WRITTEN INSTRUCTION 1: According to the metrics doc, what are the three parts of a metric timeslice?
WRITTEN INSTRUCTION 2: Set down the part of the metrics doc starting at "- A numeric" and ending at "long-term data storage.", word for word.

[Start SOURCE TEXT]

This doc will give you a fairly technical explanation of our core data types, their structure, and how they're used in our features. You can use most of our features without needing to understand the underlying data structure. But having a better understanding of this can help you get data into New Relic, understand the data you see in our UI, and query your data.
First, we’ll explain the definition of metrics from a monitoring industry perspective, and then we’ll explain how New Relic handles metrics. For a list of the metrics we collect, see our documentation.
Metrics in the monitoring industry
In the software monitoring industry, a metric means a numeric measurement of an application or system. Metrics are typically reported on a regular schedule.
Two major types of metrics are:
- Aggregated data. For example: a count of events over one minute’s time, or the rate of some event per minute.
- A numeric status at a moment in time. For example: a CPU temperature reading, or a “CPU% used” status.
Metrics are relatively easy to report and store because a single record can represent a range of time. They can also be aggregated more and more over time. For example, per-minute data may be “rolled up” to per-hour aggregations after some amount of time, and eventually may be rolled up to a per-day aggregation. This approach is efficient for long-term data storage.
Metrics are a strong solution for storing data long-term, and understanding trends over time. One potential downside is that it can be difficult to do detailed analysis of older data that has been aggregated over time; when high detail is required about specific important actions, event data can be used.
Metrics at New Relic
Conceptually, "metrics" is a broad, general category. There are various ways New Relic measures and reports metrics but, in practice, when using the New Relic UI, you usually won't have to understand how exactly this happens. In our documentation, we typically will just refer to "metrics," regardless of how that data is reported, unless there's a reason you need to know more (like understanding how to query your data).
Here are some of the ways metrics are reported and stored across the New Relic platform:
In the monitoring industry, "dimensional" metrics refer to metric data that has a variety of attributes (dimensions) attached, such as duration-related attributes (start time, end time), entity ID, region, host, etc. This amount of detail allows for in-depth analysis and querying.
At New Relic, this metric data is attached to the
Metricdata type and is sent from several sources:
- Some open-source integrations, like our Prometheus and OpenCensus exporters
- Our Telemetry SDKs
- Infrastructure services
- The Metric API (the underlying API used by the above tools)
- The events-to-metrics service
To query this data and see its attributes ("dimensions"), you could use a NRQL query like:
Select * from Metric
As time passes, these metrics are increasingly aggregated into larger time buckets. This is done to optimize your ability to query data over a long period of time.
New Relic's APM, Browser, and Mobile report and display metrics in a simple data format that we refer to as metric timeslice data. A metric timeslice consists of three parts: a metric name, the segment of time the metric represents (the "timeslice"), and a numeric value (the measurement).
For example: an APM metric timeslice for time spent in a particular transaction is named
WebTransaction/URI/foo, and might have a response time of 0.793 for a one-minute time slice from 10:20am to 10:21am. These metrics usually follow a pattern like
Our agents (APM, Browser, and Mobile) can collect thousands of metric timeslices per minute for a variety of performance metrics. For example: error rate, bandwidth usage, and garbage collection time. You also have the ability to create custom metrics.
Metric timeslice data is a lightweight data type and lacks the detail that dimensional metrics have.

[End SOURCE TEXT]
[Start DATA LINES]

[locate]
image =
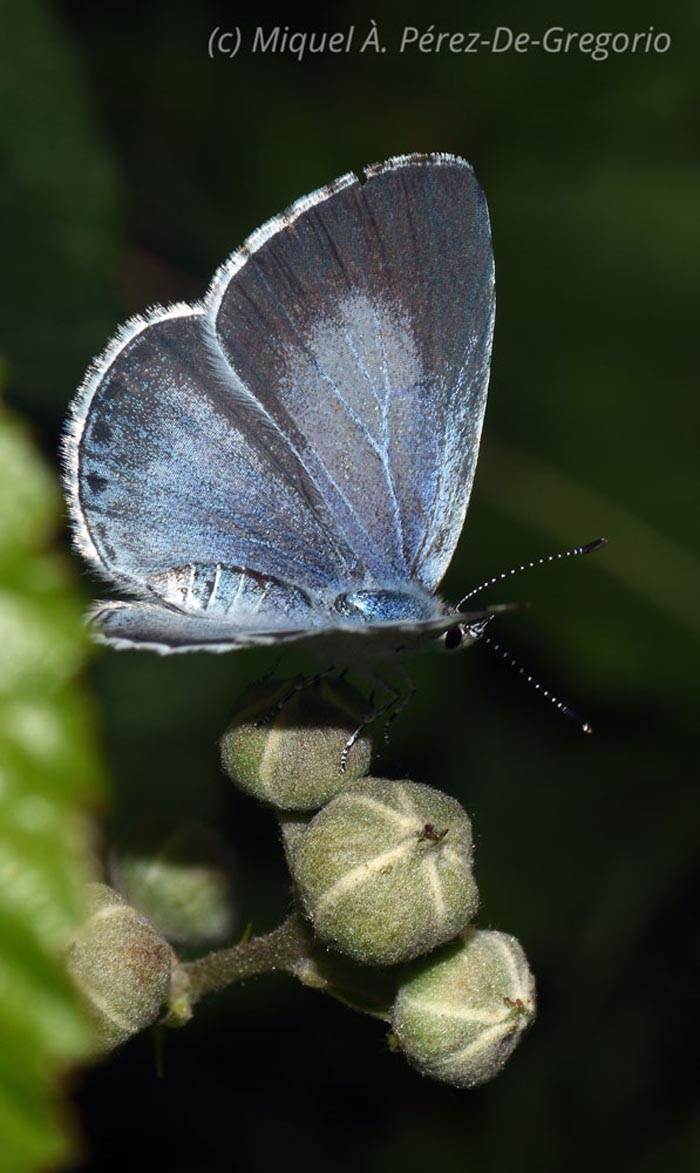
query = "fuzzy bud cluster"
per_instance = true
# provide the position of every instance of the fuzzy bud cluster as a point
(285, 745)
(460, 1014)
(178, 875)
(121, 964)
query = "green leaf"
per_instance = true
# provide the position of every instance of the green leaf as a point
(48, 772)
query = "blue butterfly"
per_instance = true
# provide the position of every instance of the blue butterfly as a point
(292, 458)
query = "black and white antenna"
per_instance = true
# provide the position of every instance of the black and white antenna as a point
(565, 710)
(530, 565)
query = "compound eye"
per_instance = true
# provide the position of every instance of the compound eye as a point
(453, 638)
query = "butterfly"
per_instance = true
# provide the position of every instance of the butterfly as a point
(292, 456)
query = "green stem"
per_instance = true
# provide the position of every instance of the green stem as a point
(291, 949)
(286, 949)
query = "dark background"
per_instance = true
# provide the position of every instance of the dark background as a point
(133, 164)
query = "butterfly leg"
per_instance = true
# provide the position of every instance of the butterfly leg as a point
(300, 684)
(401, 703)
(395, 702)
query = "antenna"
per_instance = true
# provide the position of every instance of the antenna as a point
(565, 710)
(530, 565)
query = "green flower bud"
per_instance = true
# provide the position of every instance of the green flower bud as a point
(461, 1012)
(121, 965)
(285, 746)
(385, 870)
(178, 874)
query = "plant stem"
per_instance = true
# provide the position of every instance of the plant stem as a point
(287, 949)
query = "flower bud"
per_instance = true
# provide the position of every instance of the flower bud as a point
(385, 870)
(121, 965)
(285, 747)
(178, 875)
(460, 1014)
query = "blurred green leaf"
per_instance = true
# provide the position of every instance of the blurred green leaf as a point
(58, 209)
(48, 772)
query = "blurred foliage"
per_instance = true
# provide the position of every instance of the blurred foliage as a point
(135, 164)
(48, 772)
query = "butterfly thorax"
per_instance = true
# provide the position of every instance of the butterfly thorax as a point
(386, 604)
(238, 592)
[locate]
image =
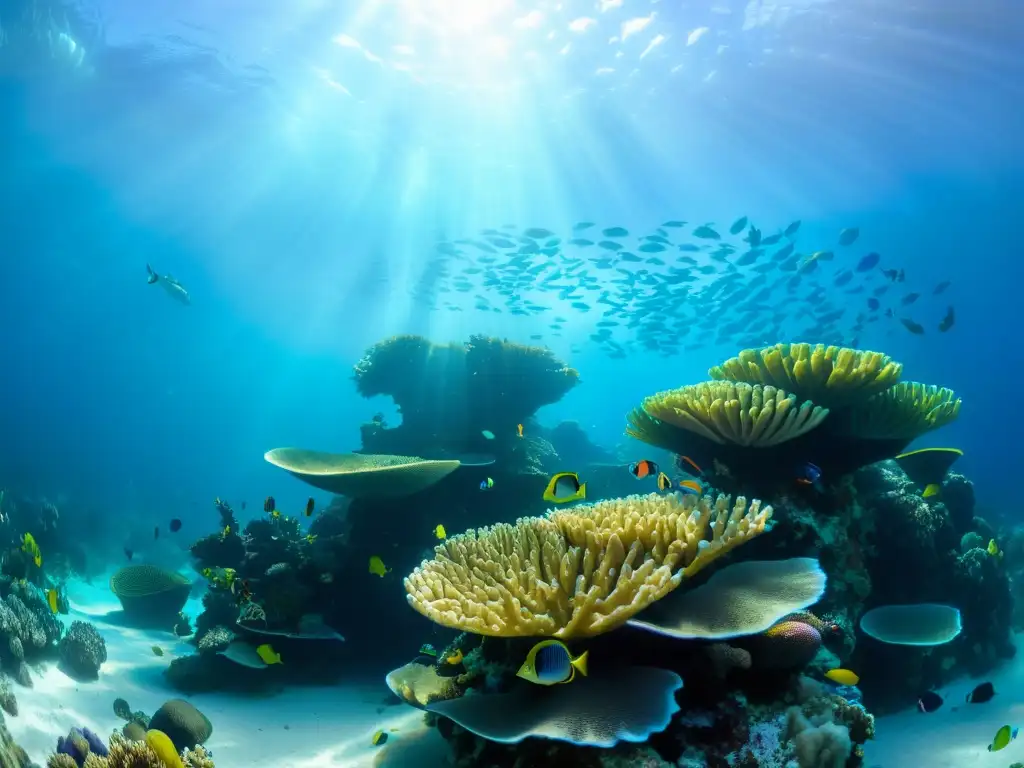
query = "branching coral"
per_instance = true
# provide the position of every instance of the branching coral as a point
(904, 412)
(724, 412)
(829, 376)
(578, 572)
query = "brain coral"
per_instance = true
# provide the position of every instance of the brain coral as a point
(150, 592)
(183, 724)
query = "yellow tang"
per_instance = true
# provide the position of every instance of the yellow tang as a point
(30, 548)
(843, 677)
(266, 652)
(550, 663)
(1004, 736)
(564, 487)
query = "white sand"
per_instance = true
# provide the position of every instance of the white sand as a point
(326, 727)
(332, 727)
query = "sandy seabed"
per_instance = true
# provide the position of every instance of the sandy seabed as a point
(332, 727)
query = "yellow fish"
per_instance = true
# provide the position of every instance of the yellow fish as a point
(30, 548)
(564, 487)
(267, 653)
(550, 663)
(843, 677)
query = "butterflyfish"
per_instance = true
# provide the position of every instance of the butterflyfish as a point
(30, 548)
(268, 654)
(565, 487)
(643, 468)
(550, 663)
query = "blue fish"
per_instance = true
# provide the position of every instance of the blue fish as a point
(810, 474)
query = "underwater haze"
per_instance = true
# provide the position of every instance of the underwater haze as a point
(641, 187)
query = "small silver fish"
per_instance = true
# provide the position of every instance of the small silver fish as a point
(174, 289)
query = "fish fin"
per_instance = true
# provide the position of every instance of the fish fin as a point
(580, 663)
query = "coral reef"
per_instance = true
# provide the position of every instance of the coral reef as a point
(840, 409)
(150, 595)
(182, 723)
(581, 571)
(82, 650)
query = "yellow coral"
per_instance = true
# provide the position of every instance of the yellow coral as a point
(581, 571)
(904, 412)
(724, 412)
(829, 376)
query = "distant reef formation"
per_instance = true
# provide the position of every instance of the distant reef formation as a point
(710, 604)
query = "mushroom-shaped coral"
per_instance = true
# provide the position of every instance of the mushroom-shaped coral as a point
(724, 413)
(902, 413)
(151, 594)
(624, 705)
(581, 571)
(82, 651)
(829, 376)
(358, 475)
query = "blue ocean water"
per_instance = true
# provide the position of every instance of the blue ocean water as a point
(295, 165)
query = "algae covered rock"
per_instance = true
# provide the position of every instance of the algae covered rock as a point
(83, 650)
(182, 723)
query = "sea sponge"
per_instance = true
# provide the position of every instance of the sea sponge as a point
(151, 593)
(829, 376)
(82, 651)
(724, 413)
(360, 475)
(163, 748)
(901, 413)
(185, 725)
(581, 571)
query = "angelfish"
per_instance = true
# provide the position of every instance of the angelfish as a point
(174, 289)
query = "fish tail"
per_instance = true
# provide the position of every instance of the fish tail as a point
(580, 663)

[End DATA LINES]

RESPONSE 1: A metric name, the segment of time the metric represents (the "timeslice"), and a numeric value (the measurement).

RESPONSE 2:
- A numeric status at a moment in time. For example: a CPU temperature reading, or a “CPU% used” status.
Metrics are relatively easy to report and store because a single record can represent a range of time. They can also be aggregated more and more over time. For example, per-minute data may be “rolled up” to per-hour aggregations after some amount of time, and eventually may be rolled up to a per-day aggregation. This approach is efficient for long-term data storage.